§ Records of labeled points:
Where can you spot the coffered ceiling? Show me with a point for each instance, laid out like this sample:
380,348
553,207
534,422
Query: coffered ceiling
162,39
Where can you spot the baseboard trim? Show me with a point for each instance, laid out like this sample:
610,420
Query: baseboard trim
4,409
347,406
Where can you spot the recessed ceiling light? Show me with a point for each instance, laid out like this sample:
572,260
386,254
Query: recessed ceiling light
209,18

§ WHAT YOU NEED TO DO:
Convert the stretch of the listing from the line containing "Where can you spot the baseboard" through the end of the listing into a Markdown table with two columns, Row and Line. Number each line in the Row column, and leave out any blank lines.

§ SOLUTION:
| Row | Line |
|---|---|
| 1 | Where can you spot the baseboard trim? Show me with a point for each instance, laid out like this sample: |
| 2 | 610,420 |
| 3 | Query: baseboard trim |
| 4 | 4,409 |
| 5 | 347,406 |
| 6 | Where can you spot the recessed ceiling light? Show me with a point for each instance, laid out like this sample: |
| 7 | 572,260 |
| 8 | 386,254 |
| 9 | Query: recessed ceiling light |
| 10 | 209,18 |